Required work: Please carry on the blog post about Sirach 27 below, starting right after its final sentence.

Text excerpt:
--- START ---

Alicia's Bible Blog
Sirach 27:24. "I have hated many things, but none to be compared to him; even the Lord will hate him." (Tell us how you really feel, Sirach!) The person Sirach hates, and is certain that even God hates, is one who "plans evil deeds, and no one can keep him from them. In your presence his mouth is all sweetness, and he admires your words; but later he will twist his speech and with your own words he will give offense." (Sirach 27:22-23).
I have to say, I didn't think I knew anyone like this for most of my life. I generally think the best of people, and take them at face value, and my life was pretty pleasant treating people that way up until a few years ago. But ever since the beginning of COVID, I started noticing people behaving the way Sirach describes. It was shocking, and extremely painful, but I was shown very clearly that people were speaking "all sweetness" to my face, but were turning around and misrepresenting me, my thoughts and my words, or even just flat out lying about me, to others. We saw this at the societal level, too. People we should have been able to trust, for example, people in government and the sciences, would speak to us with seeming concern and care, but their words turned out to be lies. They were planning evil deeds, while in our presence speaking all sweetness. Then, when some saw through their lies, it was the questioners, not the liars, who were treated as the enemy. The liars took sincere questions, or even statements of fact, and made them into lies, or "misinformation," twisting the questioners' words in order to give offense. Apparently, we were not supposed to notice or call attention to the fact that we were being lied to and people were being mistreated, because that put the liars in danger, and was a threat to democracy, or to public safety, or to science, or whatever. The whole thing was so evil, it could only have come from the devil.

--- END ---

Given information:

--- START ---

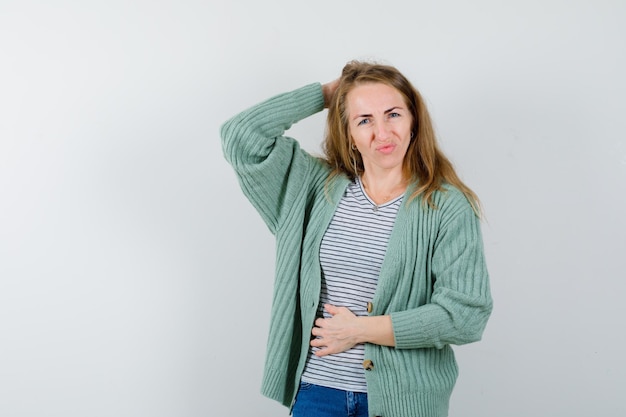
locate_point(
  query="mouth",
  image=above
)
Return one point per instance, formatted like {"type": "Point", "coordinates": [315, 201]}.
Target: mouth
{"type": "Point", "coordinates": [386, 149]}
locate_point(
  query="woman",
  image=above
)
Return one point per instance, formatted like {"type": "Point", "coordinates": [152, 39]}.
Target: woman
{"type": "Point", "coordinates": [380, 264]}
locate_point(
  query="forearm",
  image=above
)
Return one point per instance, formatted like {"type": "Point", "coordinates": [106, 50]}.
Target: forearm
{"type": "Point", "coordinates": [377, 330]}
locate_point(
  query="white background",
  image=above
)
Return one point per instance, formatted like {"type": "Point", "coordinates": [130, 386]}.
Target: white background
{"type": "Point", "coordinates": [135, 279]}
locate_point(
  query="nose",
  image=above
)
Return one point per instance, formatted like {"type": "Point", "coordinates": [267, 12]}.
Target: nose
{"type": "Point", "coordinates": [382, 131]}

--- END ---
--- START ---

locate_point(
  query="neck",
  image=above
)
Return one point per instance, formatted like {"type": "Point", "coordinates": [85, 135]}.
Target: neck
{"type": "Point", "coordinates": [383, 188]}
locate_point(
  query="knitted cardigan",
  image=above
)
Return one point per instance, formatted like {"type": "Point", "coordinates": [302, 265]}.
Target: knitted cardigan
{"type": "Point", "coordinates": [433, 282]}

--- END ---

Output:
But what of the word "hate" that Sirach uses? Does God really hate these people? Does God hate anyone? No, we know definitively that God is all love and therefore does not hate any person, He loves and wants to save each and every one of us. We also know that, because God is all love, He does hate evil and duplicity. "Hate" has become a loaded word in our culture, it is the worst of secular sins, but hatred of evil is a good thing. Evil is the opposite of God, who is all good. It lures people away from God to eternal damnation. It is the cause of pain and suffering. So evil itself is very worthy of hate. Psalm 97 tells us "The Lord loves those who hate evil." (Psalm 97:10).
People like those Sirach describes are bringing great evil into the world, so their actions and the effects of those actions should be "hated" and fought against. But the people should never be hated. Sirach is wrong to assume that God will hate anyone, unless he is using the word "hate" in a different way than we understand it, or is personifying evil and saying God hates "him" (that is, evil). Jesus told us not to hate anyone. He told us that hatred or animosity towards our fellow man in our hearts leads to our own condemnation (see Matthew 5:21-24).
So while there is much evil to hate, we must never hate our fellow man. What helps me is to try to think of evil as a pool of quicksand - something to be avoided, but something that we all fall into, to some extent, at some point or another, and from which Jesus (often working through others) pulls us out. There is nothing wrong with "hating" the quicksand for what it does to us and others, but we must love and try to assist any we see in it, just as we were assisted when we found ourselves in it.